## Source text
Are there any shows that got abruptly cancelled because the government didn't like something they said or did?
Not because of the acting or even the political beliefs of the actors, but because something that was said in front of the camera offended a government agent who got the show axed.
The Austrian show Gute Nacht Österreich. It was the same concept as Last Week Tonight or the Late Show. Well, they did a show about then right wing populist Chancellor Sebastian Kurz' networks and connections. The topic of the show had been announced a day before, but they had suddenly shown a different one, apparently due to pressure from the upper management of the public broadcast.
Only due to massive public pressure could they show it the following week and afterwards their show mysteriously didn't get renewed due to budget cuts, despite being very popular.
They had only come back later after Kurz was ousted because of a corruption scandal
The closest I can think of in the U.S.. was the Smothers Brothers. They were cancelled by the network, not the government, even though they were very popular . They frequently criticized the Vietnam war and government officials.
Not the Government but in Australia in the early 90's we had a one off special of Funniest home videos called Australia’s naughtiest home videos which was pulled off air mid show by the network owner Kerry Packer.
You're not going to find a lot of anything like that.
Either places have little censorship and you can just get a show cancelled without a significant burden of proof, or censorship is setup such that you have to get permission for your broadcast before it airs.
I feel like Mark Thomas on Channel 4 was pretty close to this. He seemed to be cancelled and forgotten pretty quickly but still tours. Was hugely anti-establishment.
One of the musical numbers in the broadway production of 1776 (Cool, Cool, Considerate Men) was removed from the movie release at the direct request of Richard Nixon. The mot recent release of the movie reinstated it.
A few Australian shows mentioned, but one that shamefully hot abruptly cancelled in the 90's was John Safran's
Master Chef / Media Tycoon, because a current affairs host Ray Martin couldn't take a touch of his own medicine and phoned up the ABC to have it pulled.
On the opposite of this, the Stanley Kubrick movie Spartacus (1960) was in danger of being pulled during the Hollywood Blacklist phase when Dalton Trumbo was revealed to be the screenwriter, but President John F. Kennedy went to watch the movie in theaters and publicly endorsed it afterward, helping to end the Hollywood Blacklist as a result.
If this happened in the United States, your best bets are searching around 2001 (iirc, Bill Maher's show at the time might fit your parameters; a revival of Sondheim's "Assassins" was nixed around that time as well) and the early-mid 1950s (around the McCarthy Hearings).

## Raw data
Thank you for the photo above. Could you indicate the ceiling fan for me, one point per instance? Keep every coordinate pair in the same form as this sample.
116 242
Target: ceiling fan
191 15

## Work instruction A
Using the thread on abruptly cancelled shows, decide whether each statement agrees with it: (i) the Smothers Brothers were cancelled by the government; (ii) Australia's naughtiest home videos was pulled off air partway through by Kerry Packer; (iii) Gute Nacht Österreich was not renewed because it was unpopular. Answer yes or no for each and quote the words that settle it.
## Work instruction B
Name every stage production or film that the thread on abruptly cancelled shows identifies by title.

## Exercise solution A
(i) No: "They were cancelled by the network, not the government"
(ii) Yes: "pulled off air mid show by the network owner Kerry Packer"
(iii) No: "didn't get renewed due to budget cuts, despite being very popular"

## Exercise solution B
1776, Spartacus, Assassins